(Saved entries)

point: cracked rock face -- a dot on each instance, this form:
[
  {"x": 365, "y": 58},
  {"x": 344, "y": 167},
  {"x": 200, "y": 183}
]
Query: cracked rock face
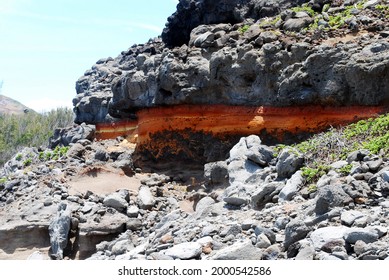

§ WORK ITEM: Your answer should be only a number: how many lines in the records hold the word "face".

§ SOLUTION TO THIS TASK: 2